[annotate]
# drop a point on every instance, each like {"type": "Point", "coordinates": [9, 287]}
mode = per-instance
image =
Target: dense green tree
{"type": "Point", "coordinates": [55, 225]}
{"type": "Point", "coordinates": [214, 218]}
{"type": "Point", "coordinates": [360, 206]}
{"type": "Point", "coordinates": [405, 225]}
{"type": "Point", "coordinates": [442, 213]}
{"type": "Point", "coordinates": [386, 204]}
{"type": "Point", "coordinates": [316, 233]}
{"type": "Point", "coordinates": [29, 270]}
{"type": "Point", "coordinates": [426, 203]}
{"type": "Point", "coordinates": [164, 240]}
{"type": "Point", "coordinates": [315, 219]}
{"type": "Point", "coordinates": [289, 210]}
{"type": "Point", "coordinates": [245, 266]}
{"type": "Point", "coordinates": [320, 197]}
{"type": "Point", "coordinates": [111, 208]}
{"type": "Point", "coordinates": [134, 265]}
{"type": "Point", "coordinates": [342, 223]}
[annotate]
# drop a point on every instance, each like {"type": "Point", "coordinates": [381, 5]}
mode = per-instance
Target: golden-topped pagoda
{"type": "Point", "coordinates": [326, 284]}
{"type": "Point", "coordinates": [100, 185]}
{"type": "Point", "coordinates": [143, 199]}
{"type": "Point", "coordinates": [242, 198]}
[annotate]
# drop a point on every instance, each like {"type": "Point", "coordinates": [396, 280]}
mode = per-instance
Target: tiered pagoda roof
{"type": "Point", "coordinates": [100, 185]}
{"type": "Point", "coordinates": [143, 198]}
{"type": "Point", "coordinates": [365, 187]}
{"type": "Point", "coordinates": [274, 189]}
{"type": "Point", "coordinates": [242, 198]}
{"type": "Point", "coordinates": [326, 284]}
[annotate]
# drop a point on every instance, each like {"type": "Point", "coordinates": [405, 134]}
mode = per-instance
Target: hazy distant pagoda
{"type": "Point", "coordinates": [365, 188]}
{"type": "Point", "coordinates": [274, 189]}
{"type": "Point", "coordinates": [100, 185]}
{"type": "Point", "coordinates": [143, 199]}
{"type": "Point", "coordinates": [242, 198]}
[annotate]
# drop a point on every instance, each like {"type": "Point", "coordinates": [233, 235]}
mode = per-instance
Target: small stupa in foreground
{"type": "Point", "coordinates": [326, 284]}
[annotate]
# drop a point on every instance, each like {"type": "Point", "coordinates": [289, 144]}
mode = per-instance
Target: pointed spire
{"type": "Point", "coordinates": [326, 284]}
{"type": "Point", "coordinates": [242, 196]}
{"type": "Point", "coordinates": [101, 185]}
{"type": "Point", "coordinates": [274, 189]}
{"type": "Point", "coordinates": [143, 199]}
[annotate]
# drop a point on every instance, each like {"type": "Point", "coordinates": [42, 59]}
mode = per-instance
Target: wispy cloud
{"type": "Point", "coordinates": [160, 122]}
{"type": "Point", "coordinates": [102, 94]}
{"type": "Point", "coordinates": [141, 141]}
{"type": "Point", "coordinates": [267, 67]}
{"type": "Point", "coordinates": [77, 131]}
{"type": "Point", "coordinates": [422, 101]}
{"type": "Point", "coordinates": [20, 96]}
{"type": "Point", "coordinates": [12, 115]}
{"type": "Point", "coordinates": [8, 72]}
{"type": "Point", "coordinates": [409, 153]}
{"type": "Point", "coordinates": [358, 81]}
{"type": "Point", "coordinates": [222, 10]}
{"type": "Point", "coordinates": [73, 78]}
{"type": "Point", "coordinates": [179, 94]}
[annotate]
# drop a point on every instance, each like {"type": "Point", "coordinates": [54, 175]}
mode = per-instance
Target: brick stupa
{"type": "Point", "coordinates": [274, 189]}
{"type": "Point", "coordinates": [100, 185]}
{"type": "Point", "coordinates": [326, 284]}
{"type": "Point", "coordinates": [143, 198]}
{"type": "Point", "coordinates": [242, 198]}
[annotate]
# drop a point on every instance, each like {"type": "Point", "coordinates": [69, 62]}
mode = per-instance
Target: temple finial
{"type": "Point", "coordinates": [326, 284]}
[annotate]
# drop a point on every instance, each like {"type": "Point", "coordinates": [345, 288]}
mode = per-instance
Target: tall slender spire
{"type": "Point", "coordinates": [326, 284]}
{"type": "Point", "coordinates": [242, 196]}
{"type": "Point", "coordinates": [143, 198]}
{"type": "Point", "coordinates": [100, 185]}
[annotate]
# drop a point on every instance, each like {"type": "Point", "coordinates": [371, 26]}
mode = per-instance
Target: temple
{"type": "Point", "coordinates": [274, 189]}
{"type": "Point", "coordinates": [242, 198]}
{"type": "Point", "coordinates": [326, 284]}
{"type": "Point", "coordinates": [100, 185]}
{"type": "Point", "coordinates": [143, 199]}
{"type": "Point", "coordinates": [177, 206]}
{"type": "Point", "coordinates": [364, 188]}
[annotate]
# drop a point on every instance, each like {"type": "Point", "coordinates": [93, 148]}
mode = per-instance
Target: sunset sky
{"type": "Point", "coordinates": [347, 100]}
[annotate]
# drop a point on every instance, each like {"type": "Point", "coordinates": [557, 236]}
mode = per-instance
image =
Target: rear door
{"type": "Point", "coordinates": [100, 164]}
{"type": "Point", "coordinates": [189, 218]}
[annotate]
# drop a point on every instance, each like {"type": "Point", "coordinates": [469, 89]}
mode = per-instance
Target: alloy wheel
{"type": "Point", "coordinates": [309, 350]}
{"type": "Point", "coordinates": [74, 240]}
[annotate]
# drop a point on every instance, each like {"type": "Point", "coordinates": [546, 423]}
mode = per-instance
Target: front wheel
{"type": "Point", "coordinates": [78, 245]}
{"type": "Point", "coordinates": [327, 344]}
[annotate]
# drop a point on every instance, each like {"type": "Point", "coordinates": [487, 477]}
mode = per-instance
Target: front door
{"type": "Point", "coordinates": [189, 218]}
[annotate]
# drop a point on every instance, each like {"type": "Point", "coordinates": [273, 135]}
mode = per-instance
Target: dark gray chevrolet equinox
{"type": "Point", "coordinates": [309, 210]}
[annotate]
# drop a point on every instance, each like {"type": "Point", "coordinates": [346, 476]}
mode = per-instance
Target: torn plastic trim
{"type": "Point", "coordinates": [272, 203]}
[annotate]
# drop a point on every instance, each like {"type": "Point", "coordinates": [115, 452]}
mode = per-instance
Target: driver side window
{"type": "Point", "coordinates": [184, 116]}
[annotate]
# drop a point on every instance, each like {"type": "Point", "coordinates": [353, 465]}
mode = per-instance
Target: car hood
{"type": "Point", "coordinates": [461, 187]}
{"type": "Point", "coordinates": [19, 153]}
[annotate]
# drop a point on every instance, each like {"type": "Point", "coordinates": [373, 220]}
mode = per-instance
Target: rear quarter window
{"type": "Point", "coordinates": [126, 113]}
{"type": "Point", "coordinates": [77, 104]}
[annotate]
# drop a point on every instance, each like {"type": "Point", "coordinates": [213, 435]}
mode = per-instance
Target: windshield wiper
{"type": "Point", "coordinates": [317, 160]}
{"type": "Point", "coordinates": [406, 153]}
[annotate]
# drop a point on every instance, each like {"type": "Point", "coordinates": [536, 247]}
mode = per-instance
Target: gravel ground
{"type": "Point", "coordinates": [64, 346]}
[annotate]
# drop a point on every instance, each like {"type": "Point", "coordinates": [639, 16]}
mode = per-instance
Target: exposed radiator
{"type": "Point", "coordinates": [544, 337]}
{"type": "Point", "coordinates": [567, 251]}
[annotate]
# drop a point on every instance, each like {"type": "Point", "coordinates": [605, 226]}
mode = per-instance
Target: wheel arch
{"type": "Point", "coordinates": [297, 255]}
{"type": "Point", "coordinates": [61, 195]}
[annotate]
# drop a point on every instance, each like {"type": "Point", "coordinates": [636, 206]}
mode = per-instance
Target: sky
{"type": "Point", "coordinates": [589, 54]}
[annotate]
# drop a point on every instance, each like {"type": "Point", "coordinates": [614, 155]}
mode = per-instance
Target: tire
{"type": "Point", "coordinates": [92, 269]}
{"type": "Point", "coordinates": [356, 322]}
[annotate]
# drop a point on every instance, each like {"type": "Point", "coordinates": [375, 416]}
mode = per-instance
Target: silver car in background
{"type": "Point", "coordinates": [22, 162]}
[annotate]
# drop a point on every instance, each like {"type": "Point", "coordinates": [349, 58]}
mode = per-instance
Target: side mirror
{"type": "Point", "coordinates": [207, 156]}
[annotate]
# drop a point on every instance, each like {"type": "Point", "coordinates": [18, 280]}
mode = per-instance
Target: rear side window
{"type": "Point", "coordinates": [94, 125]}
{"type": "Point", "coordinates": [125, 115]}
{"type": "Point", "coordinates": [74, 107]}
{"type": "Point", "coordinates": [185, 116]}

▶ _Requirement_
Gather every line in the rows above that contains the string "side", with case counting, and copy each one out.

▶ _Right answer_
Target: driver side window
Target: side mirror
Target: rear side window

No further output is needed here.